Supplied records ::
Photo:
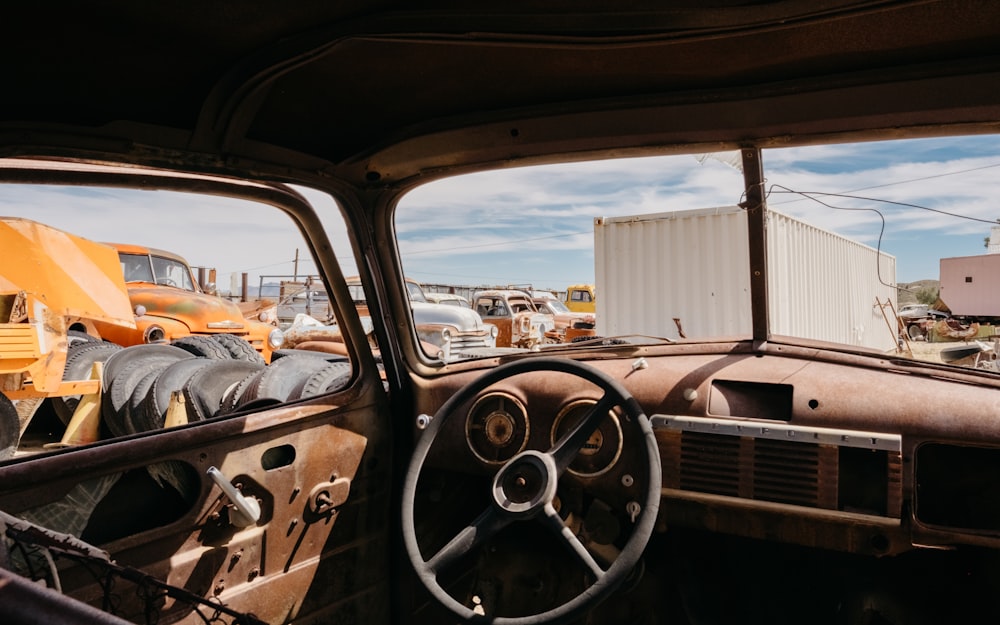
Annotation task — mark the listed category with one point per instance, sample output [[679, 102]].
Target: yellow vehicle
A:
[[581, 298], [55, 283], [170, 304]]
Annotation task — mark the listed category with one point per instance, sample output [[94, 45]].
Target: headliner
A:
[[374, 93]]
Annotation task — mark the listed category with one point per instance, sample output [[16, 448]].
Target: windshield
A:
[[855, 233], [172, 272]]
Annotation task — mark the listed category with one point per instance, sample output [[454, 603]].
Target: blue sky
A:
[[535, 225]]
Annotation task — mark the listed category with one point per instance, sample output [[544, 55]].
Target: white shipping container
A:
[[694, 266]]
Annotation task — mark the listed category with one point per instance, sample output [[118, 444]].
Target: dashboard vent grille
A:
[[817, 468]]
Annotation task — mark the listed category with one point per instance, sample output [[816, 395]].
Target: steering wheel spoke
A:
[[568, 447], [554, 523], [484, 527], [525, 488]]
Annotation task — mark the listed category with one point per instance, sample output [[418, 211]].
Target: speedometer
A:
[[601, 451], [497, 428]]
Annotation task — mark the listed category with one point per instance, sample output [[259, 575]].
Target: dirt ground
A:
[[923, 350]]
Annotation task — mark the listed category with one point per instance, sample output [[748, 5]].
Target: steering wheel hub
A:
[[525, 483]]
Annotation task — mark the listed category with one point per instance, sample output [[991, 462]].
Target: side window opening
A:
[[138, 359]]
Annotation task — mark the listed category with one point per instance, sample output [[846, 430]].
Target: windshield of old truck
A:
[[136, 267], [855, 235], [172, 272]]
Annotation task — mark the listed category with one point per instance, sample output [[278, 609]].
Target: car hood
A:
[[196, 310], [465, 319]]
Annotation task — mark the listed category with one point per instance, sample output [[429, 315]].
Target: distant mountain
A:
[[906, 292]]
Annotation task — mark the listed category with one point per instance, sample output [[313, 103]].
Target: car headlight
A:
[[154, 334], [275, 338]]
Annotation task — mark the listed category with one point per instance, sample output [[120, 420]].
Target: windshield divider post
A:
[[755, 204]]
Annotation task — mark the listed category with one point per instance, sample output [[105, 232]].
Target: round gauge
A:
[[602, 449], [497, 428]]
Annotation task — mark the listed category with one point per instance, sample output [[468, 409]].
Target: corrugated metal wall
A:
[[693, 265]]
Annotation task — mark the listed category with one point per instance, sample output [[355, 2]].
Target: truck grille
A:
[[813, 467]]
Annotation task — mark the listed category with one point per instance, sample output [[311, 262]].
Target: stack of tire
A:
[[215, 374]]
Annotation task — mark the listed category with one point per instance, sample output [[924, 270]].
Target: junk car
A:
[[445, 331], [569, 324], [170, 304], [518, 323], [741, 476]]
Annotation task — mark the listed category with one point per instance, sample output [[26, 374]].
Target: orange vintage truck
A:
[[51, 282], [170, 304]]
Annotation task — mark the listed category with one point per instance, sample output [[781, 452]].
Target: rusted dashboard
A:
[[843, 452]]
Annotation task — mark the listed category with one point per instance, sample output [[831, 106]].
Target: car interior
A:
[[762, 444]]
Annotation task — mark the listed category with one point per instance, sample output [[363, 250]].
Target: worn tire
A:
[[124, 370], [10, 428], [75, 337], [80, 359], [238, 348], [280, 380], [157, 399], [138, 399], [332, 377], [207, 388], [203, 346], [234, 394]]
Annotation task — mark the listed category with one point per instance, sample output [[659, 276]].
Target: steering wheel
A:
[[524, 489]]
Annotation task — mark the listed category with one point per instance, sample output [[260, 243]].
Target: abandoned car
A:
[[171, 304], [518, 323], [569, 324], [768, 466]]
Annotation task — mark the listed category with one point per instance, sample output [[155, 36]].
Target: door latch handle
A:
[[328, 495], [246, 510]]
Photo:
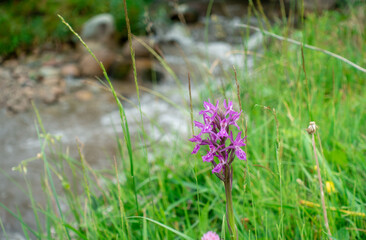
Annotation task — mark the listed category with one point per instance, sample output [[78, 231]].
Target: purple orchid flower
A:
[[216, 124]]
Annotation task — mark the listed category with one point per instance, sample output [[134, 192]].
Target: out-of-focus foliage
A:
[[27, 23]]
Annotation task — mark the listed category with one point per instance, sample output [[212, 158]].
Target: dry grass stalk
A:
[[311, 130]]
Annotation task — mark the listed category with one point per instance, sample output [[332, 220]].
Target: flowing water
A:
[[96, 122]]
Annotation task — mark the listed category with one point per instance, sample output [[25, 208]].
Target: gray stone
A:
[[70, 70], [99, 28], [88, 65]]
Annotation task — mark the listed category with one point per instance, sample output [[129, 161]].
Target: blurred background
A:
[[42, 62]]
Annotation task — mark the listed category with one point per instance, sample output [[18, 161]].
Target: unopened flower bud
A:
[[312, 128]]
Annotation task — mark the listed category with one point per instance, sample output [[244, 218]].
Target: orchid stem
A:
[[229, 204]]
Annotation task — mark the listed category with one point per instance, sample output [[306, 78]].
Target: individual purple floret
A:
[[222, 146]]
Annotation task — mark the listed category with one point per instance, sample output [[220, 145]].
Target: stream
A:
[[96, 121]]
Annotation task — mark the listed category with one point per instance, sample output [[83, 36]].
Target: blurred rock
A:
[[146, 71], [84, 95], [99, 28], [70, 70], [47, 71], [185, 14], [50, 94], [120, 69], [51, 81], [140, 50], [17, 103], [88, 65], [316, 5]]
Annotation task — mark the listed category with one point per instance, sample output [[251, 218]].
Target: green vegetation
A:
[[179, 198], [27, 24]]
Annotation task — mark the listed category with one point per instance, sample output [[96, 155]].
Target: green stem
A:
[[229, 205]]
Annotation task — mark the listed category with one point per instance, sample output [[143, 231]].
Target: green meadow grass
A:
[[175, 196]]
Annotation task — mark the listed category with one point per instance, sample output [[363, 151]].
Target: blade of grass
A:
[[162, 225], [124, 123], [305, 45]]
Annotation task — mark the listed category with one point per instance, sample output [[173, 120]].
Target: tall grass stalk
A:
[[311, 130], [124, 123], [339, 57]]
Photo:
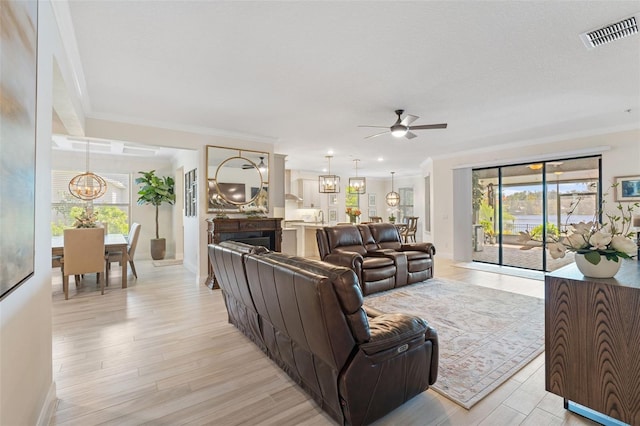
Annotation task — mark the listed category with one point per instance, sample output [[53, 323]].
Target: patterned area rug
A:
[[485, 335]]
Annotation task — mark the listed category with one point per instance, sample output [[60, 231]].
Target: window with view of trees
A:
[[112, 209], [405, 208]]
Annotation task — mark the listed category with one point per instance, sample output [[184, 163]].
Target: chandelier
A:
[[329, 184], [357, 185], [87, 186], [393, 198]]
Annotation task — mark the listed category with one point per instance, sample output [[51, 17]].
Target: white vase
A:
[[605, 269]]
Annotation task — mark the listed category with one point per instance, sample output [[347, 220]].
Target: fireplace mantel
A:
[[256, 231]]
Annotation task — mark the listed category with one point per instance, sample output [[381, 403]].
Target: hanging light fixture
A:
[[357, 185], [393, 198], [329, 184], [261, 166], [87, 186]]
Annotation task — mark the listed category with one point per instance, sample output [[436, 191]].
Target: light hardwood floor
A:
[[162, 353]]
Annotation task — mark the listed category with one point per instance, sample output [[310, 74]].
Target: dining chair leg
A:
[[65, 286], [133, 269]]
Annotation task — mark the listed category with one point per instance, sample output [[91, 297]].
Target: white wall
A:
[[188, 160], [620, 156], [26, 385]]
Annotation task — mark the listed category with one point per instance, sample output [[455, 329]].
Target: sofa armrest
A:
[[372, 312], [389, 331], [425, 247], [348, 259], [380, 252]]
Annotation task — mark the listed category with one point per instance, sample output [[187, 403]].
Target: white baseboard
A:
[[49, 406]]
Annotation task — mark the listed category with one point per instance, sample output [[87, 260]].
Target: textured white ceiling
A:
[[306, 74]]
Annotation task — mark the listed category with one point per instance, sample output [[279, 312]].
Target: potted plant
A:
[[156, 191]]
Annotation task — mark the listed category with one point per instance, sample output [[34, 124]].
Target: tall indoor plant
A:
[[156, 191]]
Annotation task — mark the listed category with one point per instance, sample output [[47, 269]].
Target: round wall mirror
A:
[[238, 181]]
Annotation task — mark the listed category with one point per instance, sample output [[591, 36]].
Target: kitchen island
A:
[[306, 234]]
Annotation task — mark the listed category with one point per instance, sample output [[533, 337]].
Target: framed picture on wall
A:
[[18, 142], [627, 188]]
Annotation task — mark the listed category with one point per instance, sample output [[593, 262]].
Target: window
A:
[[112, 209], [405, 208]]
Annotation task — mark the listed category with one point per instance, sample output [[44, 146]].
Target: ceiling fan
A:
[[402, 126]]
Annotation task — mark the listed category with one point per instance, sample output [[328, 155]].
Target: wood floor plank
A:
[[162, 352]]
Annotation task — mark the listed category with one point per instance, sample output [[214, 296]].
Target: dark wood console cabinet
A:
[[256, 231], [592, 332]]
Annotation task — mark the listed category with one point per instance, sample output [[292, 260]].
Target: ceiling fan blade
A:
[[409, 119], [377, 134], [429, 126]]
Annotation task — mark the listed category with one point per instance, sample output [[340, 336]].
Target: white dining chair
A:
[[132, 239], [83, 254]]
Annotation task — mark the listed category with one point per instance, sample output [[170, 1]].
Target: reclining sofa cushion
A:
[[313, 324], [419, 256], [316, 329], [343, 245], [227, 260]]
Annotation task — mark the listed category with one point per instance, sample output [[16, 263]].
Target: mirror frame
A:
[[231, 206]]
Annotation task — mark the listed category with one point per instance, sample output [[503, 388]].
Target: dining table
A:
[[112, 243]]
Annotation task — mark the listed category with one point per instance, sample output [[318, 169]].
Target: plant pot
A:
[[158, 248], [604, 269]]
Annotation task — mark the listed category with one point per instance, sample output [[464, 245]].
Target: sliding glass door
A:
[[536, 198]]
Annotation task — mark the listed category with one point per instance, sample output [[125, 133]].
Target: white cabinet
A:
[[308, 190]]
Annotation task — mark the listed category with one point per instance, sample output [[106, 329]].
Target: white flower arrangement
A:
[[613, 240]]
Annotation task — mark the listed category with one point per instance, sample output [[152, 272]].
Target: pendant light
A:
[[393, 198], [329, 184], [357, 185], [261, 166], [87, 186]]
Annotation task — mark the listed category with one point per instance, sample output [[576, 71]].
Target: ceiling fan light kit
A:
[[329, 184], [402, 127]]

* * *

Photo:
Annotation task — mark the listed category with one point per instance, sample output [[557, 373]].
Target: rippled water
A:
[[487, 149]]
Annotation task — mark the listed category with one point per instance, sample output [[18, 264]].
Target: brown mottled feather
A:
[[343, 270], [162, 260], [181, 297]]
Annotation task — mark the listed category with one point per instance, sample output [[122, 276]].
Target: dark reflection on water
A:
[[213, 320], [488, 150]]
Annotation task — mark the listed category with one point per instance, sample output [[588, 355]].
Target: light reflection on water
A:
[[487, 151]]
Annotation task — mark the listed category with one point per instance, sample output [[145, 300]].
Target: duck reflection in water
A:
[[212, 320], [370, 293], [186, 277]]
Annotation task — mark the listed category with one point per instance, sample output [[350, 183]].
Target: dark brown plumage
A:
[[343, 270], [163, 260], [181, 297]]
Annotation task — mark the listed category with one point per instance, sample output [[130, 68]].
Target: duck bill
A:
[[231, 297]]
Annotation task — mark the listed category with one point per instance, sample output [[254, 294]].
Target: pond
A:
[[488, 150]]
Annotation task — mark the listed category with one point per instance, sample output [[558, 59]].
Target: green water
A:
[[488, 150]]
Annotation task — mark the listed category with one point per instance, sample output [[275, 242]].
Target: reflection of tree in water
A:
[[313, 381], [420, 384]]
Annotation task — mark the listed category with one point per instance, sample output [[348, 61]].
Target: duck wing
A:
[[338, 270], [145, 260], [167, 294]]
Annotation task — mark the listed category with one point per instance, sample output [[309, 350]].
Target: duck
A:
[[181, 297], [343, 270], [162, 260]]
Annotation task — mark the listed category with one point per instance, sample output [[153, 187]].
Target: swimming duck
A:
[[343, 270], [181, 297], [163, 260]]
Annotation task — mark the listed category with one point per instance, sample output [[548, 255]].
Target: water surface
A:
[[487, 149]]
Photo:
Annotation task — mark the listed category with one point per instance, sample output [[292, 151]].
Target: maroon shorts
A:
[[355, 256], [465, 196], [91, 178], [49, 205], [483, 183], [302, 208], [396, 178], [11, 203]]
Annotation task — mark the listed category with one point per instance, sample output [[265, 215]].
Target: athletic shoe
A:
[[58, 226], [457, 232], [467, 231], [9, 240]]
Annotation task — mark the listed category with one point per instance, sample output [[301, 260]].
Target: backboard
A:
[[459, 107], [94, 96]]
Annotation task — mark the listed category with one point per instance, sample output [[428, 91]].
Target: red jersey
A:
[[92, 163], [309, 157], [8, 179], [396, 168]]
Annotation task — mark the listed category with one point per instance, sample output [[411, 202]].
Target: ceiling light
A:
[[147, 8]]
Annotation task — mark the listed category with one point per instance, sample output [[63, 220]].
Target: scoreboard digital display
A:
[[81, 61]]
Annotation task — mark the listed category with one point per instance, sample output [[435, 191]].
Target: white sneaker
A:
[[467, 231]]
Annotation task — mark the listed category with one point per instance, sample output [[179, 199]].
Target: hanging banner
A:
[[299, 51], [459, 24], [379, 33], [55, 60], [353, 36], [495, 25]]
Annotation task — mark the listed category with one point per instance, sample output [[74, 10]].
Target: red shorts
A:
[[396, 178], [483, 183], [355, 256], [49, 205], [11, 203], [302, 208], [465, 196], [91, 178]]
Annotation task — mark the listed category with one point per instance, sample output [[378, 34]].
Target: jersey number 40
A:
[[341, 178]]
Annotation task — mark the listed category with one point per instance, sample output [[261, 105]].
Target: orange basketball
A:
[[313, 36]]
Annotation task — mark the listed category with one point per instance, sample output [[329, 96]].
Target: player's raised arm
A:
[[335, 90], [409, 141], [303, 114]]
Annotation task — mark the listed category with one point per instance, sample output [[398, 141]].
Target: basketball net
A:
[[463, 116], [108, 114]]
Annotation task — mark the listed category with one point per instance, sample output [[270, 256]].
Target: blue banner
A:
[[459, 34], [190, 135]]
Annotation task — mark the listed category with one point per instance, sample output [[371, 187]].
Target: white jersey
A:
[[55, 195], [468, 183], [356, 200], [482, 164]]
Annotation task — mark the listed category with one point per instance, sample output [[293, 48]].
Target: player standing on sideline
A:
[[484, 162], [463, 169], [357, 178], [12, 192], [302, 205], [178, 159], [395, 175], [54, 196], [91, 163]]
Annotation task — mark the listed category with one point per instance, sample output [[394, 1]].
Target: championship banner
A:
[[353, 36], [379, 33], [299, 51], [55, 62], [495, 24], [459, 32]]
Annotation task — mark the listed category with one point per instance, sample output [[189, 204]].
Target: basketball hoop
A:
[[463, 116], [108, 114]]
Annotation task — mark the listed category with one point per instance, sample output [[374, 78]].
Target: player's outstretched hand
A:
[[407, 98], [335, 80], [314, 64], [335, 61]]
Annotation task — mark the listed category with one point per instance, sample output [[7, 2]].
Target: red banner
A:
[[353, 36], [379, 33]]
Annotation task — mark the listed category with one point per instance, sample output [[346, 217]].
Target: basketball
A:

To do :: Copy out verbatim every line of the records above, from the line containing "output [[259, 575]]." down to the line containing "[[525, 483]]", including both of those lines.

Finished answer ::
Annotation task — mark the listed category with one point per instance, sample output [[259, 575]].
Target: dirt ground
A:
[[923, 350]]
Annotation task — mark the listed category with one point per instance, sample output [[748, 5]].
Target: steering wheel hub
A:
[[525, 483]]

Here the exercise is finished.